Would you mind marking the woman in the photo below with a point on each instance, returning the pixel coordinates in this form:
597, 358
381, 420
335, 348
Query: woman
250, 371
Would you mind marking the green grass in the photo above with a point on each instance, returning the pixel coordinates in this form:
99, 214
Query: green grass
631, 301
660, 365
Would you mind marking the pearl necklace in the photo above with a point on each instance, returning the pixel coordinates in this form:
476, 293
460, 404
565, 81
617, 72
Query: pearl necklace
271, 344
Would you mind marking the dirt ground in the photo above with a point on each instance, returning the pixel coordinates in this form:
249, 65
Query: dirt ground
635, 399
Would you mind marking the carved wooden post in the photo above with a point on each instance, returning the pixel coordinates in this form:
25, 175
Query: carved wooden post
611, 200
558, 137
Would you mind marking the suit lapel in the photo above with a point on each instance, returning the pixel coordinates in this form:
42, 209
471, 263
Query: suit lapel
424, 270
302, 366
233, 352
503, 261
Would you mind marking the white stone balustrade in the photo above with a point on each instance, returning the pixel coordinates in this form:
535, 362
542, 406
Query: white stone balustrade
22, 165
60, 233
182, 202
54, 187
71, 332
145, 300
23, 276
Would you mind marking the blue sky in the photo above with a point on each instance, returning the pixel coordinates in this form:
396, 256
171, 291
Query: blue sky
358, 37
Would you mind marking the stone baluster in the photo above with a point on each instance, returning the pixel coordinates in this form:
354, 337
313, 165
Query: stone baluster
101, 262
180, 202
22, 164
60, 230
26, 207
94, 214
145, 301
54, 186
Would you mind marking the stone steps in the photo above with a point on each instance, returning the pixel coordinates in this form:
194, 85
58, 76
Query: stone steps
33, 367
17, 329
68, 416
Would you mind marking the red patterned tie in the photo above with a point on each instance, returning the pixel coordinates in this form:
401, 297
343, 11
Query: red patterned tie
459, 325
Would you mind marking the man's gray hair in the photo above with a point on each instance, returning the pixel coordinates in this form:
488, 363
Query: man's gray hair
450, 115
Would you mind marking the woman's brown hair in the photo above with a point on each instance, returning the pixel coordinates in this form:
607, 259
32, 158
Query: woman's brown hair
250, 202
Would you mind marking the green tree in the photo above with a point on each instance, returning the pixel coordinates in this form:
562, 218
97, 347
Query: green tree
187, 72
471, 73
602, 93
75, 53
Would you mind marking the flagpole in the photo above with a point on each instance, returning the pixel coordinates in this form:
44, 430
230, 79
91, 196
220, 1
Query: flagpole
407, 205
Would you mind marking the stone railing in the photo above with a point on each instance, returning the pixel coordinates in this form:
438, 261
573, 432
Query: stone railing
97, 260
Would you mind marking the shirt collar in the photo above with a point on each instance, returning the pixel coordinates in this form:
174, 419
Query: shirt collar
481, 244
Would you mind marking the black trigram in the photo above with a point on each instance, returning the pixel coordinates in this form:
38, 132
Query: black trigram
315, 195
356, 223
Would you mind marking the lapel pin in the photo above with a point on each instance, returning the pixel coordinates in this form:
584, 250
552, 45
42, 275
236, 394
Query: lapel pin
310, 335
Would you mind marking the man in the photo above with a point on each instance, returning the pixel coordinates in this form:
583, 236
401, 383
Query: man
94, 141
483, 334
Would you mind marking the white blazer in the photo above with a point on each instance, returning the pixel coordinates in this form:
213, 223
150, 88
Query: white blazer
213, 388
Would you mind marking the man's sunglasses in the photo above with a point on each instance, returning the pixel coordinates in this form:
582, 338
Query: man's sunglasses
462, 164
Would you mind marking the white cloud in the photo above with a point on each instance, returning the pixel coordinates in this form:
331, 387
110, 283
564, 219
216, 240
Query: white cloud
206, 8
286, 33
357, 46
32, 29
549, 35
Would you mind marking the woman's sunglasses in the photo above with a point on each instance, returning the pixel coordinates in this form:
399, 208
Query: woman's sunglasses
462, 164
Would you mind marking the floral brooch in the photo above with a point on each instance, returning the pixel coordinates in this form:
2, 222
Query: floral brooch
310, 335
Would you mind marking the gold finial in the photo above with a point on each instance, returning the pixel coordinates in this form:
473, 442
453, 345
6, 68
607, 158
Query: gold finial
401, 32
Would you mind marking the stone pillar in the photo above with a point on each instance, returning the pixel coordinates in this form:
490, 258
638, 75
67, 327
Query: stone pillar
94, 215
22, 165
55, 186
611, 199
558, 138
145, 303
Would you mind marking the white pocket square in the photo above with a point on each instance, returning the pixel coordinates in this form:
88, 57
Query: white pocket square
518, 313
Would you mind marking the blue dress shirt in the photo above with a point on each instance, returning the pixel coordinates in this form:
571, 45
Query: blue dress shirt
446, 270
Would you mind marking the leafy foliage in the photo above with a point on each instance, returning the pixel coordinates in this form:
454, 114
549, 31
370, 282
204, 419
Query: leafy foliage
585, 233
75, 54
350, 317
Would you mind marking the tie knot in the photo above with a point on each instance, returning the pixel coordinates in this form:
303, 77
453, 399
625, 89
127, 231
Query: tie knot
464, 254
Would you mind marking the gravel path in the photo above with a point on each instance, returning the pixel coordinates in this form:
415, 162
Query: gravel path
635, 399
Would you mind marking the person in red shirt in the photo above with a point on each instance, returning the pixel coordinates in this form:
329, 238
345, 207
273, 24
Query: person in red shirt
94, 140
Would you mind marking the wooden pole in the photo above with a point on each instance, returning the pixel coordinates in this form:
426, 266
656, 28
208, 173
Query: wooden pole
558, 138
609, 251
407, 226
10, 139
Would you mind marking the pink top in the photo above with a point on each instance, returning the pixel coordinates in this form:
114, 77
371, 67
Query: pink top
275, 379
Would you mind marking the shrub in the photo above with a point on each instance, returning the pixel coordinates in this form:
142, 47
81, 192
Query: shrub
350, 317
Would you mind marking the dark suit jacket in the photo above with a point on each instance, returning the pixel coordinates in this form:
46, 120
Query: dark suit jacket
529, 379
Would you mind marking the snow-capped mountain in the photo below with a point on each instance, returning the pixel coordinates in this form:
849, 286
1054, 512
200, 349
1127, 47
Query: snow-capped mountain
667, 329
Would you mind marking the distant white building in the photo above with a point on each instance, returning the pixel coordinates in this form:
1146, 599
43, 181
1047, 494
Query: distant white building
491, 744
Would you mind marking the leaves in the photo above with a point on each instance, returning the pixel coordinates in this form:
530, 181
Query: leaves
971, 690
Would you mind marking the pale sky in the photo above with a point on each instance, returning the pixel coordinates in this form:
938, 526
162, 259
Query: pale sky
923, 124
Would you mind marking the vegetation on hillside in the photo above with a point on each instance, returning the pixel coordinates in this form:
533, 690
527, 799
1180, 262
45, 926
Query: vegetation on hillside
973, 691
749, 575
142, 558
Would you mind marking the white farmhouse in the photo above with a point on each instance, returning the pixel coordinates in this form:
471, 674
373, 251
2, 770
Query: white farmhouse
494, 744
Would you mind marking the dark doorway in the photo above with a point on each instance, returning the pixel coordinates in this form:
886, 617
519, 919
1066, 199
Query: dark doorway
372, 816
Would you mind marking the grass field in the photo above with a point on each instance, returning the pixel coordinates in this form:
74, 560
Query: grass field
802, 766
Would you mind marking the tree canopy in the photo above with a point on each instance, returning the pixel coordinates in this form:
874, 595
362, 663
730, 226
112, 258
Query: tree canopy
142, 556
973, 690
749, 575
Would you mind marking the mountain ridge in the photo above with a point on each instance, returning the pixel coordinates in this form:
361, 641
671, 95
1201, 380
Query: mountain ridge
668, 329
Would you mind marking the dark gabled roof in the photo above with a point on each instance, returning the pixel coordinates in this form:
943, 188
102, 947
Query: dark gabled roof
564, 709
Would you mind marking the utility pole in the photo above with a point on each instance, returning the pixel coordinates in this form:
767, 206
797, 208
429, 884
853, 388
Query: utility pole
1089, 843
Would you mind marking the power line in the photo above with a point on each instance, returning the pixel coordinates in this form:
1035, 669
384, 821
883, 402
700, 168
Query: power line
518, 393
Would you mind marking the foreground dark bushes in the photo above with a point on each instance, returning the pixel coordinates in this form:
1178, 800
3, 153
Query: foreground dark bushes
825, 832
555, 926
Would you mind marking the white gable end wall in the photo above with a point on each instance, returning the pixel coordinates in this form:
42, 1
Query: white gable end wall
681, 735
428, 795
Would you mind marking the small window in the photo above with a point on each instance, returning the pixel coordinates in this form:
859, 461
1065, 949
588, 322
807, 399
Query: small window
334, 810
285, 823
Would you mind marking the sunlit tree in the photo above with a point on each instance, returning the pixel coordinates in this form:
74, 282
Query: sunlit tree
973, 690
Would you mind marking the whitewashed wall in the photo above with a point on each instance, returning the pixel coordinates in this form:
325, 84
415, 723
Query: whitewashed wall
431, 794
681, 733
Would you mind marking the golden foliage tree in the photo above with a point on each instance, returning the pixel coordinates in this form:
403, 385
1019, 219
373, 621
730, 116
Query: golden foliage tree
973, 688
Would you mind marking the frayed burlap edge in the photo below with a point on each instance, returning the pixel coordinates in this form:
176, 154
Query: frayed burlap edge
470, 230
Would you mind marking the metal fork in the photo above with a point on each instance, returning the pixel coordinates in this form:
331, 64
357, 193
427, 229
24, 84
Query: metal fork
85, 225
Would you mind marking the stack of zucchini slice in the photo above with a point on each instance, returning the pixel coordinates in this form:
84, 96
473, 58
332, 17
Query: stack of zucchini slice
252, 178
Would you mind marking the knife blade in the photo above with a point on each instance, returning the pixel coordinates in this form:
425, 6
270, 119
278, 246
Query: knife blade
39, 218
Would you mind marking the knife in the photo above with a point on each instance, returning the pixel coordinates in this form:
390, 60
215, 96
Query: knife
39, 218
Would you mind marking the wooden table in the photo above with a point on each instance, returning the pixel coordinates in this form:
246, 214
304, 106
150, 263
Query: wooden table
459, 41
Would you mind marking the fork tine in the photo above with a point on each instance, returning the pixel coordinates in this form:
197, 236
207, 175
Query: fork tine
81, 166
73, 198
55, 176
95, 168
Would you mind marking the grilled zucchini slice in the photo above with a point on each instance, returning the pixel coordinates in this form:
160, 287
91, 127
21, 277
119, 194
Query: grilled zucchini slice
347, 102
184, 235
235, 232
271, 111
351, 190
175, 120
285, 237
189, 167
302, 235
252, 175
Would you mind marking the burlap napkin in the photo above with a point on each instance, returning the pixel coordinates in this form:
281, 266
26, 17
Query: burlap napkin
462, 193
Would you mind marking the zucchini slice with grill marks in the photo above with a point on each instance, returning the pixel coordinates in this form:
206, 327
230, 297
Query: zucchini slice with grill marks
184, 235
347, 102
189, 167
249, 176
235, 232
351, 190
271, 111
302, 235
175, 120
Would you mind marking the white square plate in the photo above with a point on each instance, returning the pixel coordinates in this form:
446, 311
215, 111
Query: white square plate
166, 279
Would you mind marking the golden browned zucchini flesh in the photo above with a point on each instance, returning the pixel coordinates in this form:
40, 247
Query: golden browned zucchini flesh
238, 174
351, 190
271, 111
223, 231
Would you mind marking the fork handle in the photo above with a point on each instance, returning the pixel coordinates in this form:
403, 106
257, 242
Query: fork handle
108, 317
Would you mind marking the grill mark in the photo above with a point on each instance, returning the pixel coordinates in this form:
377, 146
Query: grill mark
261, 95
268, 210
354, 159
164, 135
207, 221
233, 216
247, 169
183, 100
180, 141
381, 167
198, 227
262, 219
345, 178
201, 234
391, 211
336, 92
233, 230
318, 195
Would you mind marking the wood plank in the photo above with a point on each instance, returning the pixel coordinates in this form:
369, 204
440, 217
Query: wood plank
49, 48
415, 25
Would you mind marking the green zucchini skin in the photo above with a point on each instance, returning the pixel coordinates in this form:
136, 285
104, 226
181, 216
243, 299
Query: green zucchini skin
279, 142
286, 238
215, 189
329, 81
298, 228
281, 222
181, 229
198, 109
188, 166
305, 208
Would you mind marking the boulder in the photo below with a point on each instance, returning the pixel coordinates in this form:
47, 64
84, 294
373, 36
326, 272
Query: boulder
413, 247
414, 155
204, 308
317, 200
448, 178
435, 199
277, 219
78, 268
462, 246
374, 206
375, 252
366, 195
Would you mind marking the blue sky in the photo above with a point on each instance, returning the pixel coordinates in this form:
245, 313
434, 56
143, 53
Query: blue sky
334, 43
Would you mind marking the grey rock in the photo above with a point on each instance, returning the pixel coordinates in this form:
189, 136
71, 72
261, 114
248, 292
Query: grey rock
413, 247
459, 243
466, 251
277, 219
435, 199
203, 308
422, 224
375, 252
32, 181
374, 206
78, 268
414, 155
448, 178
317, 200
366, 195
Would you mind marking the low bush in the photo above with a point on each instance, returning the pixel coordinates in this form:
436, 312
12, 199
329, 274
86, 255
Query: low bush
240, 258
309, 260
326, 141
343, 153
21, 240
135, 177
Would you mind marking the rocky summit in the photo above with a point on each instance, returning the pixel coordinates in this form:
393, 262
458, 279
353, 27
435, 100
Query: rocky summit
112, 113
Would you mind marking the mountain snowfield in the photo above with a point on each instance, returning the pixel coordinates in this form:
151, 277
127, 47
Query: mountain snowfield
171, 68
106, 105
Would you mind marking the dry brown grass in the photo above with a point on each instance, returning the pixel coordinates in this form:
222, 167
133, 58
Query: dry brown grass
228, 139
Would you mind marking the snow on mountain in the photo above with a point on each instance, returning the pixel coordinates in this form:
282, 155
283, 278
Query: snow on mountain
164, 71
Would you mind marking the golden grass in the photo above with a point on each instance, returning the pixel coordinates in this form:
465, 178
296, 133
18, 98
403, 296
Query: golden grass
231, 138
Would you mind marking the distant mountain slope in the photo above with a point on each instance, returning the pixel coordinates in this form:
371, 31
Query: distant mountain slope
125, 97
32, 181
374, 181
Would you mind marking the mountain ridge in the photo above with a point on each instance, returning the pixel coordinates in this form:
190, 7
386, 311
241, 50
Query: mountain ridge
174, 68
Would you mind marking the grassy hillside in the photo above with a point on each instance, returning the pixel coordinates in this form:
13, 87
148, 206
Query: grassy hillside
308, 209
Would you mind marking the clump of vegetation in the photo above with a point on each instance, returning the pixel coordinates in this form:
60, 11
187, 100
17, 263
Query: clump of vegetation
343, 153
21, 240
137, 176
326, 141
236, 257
--- --- ---
■ Work item: Across the records above, count the lines holding "below" and write down only that count.

■ Response area: 4